- De opdracht
Kun je de tekst hieronder over het C-station en het toewijzen van een netwerkstation volledig en letterlijk overnemen?

- Aangeleverde tekst
►
Hulpprogramma's configureren
Lokale schijf
C-station
Het C-station wordt gebruikt voor het systeem. Als er minder dan 3 MB ruimte beschikbaar is, kan
het client-besturingssysteem niet werken. U dient daarom altijd te zorgen dat er voldoende vrije
ruimte beschikbaar is. EWF kan bijdragen aan behoud van vrije ruimte door te voorkomen dat
rechtstreeks naar het C-station kan worden geschreven.
Bestanden opslaan
Uw client gebruikt een flash-geheugen van vaste grootte. Het is daarom beter om bestanden op
de server op te slaan dan op uw client.
Een netwerkstation toewijzen
De beheerder kan een map aan een netwerkstation toewijzen. Volg de onderstaande instructies
zorgvuldig zodat na opnieuw opstarten van de client de toewijzingsinformatie behouden blijft.
- Selecteer het aankruisvakje Opnieuw verbinding maken bij aanmelden in het dialoogvenster
Netwerkverbinding maken.
- Als de EWF of de FBWF is ingeschakeld, worden de wijzigingen op schijf opgeslagen.
◄
- Getoonde gegevens
►
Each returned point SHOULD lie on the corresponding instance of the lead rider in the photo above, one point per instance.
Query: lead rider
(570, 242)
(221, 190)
◄
- Uitgewerkte oplossing
Hulpprogramma's configureren
Lokale schijf
C-station
Het C-station wordt gebruikt voor het systeem. Als er minder dan 3 MB ruimte beschikbaar is, kan
het client-besturingssysteem niet werken. U dient daarom altijd te zorgen dat er voldoende vrije
ruimte beschikbaar is. EWF kan bijdragen aan behoud van vrije ruimte door te voorkomen dat
rechtstreeks naar het C-station kan worden geschreven.
Bestanden opslaan
Uw client gebruikt een flash-geheugen van vaste grootte. Het is daarom beter om bestanden op
de server op te slaan dan op uw client.
Een netwerkstation toewijzen
De beheerder kan een map aan een netwerkstation toewijzen. Volg de onderstaande instructies
zorgvuldig zodat na opnieuw opstarten van de client de toewijzingsinformatie behouden blijft.
- Selecteer het aankruisvakje Opnieuw verbinding maken bij aanmelden in het dialoogvenster
Netwerkverbinding maken.
- Als de EWF of de FBWF is ingeschakeld, worden de wijzigingen op schijf opgeslagen.